## Data for processing
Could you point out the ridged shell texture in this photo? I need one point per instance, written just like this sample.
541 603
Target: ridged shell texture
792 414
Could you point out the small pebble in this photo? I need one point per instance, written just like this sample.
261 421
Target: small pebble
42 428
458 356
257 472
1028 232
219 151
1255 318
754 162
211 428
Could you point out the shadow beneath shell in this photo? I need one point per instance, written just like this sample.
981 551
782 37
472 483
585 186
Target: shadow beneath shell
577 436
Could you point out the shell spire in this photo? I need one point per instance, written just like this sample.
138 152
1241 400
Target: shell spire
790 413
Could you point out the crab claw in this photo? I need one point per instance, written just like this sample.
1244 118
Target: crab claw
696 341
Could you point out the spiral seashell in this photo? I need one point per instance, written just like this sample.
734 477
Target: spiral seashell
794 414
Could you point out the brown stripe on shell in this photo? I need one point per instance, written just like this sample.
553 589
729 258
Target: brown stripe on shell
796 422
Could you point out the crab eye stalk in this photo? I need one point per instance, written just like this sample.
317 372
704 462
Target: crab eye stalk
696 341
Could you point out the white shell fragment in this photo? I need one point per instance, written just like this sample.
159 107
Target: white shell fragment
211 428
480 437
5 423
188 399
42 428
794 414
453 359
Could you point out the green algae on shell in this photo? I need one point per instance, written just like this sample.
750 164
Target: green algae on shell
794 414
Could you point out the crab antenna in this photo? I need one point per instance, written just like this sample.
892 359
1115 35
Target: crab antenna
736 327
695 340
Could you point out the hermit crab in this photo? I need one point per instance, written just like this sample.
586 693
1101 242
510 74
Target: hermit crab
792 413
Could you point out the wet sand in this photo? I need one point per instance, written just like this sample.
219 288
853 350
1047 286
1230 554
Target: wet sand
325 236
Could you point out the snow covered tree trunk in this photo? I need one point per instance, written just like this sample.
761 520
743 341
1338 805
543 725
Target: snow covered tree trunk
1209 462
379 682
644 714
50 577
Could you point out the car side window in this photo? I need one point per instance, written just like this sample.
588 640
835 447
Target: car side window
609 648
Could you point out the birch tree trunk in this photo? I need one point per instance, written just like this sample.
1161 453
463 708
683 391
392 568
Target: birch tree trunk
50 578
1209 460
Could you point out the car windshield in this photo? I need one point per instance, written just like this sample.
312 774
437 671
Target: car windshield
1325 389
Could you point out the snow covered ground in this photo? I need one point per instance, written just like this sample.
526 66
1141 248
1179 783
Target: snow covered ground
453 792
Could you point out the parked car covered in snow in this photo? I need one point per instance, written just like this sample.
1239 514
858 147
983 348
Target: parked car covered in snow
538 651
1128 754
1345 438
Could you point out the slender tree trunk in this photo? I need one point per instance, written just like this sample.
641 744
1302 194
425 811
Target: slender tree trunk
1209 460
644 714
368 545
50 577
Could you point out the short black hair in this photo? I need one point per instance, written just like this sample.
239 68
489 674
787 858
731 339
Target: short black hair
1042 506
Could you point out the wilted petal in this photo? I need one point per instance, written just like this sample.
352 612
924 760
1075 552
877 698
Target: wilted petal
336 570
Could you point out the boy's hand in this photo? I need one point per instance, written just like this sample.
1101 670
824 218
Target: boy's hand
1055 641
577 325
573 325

## What to produce
Retyping every entry exactly is the whole of the task.

## Output for this exercise
Could you point out the ridged shell texture in this photo? I need one point per instance, written just like this sample.
541 603
Target: ridged shell texture
792 414
Could you point out the small pebble in this photo? I need one point per instance, written just like this sample.
261 421
Target: small pebble
42 428
458 356
257 472
1028 232
219 151
1255 318
754 162
211 428
Could you point out the shadow beneath shell in this photo? I need one point per instance, written just like this sample.
981 551
782 37
472 483
585 186
Target: shadow beneath shell
577 436
Could you point out the shell spire in this photo? I need one point per instance, written just like this sample.
138 152
1241 400
Target: shell spire
790 413
Could you point out the crab claw in this photo? I need one point per instance, written just like this sample.
1244 118
Target: crab claw
696 341
Could you point out the spiral seashell in this photo? I need one point per instance, written just like this sample.
734 477
Target: spiral seashell
794 414
Could you point out the brown stripe on shell in this photo? I need one point per instance, written just like this sample.
553 589
729 258
Target: brown stripe on shell
796 422
Could you point out the crab eye stalk in this photo? I need one point per instance, written just like this sample.
317 372
704 462
Target: crab eye stalk
696 341
Could you point out the white shell fragment in this photo? I need one point per instance, written just like this sample.
159 107
Target: white shell fragment
211 428
480 437
5 423
188 399
42 428
794 414
453 359
Could you point out the green algae on shell in this photo? I need one point per instance, written just like this sample.
750 164
Target: green algae on shell
794 414
Could you point out the crab antenna in this photo? I need one point per instance, written just like this sample.
892 359
1115 35
Target: crab antenna
736 327
695 340
Could you point out the hermit crab in this photo? I need one point per instance, written just like this sample.
586 693
1101 242
510 74
Target: hermit crab
792 413
Could you point out the wet sand in this photo? I need one point per instance, written just like this sample.
219 288
853 350
1047 286
1230 554
Target: wet sand
325 236
Could you point out the snow covered tree trunk in this photo? I need one point per instance, written just like this sample.
761 520
743 341
1338 805
543 725
Target: snow covered tree trunk
1209 462
379 682
644 714
50 577
Could you point out the car side window in this photo? I need one point per instance, written just like this sample.
588 640
835 447
Target: car side window
609 648
Could you point out the birch tree trunk in this photo? I need one point per instance, written just like this sample.
1161 453
463 708
683 391
392 568
Target: birch tree trunk
50 578
1209 460
Could you point out the car windshield in this photo? I need one point per instance, written just like this sample.
312 774
437 671
Target: car windshield
1325 389
Could you point out the snow covered ground in this photo? I need one point per instance, written just like this sample.
526 66
1141 248
1179 783
Target: snow covered ground
453 792
Could you point out the parked car covered in snow in this photo? I need one point per instance, written just like this sample.
1239 514
858 147
983 348
Target: parked car covered in snow
538 651
1128 754
1345 438
Could you point out the slender tree trunk in this photo? I need one point per instance, written just like this sample.
641 744
1302 194
425 811
Target: slender tree trunk
1209 460
644 714
368 545
50 577
Could you point out the short black hair in this photo? I need one point per instance, written just like this sample.
239 68
489 674
787 858
731 339
Target: short black hair
1042 506
Could you point out the wilted petal in this photo? I need one point per instance, written just like this sample.
352 612
924 760
1075 552
877 698
Target: wilted petal
336 570
Could you point out the boy's hand in this photo? I need one point per instance, written just like this sample.
1101 670
824 218
Target: boy's hand
1055 641
577 325
573 325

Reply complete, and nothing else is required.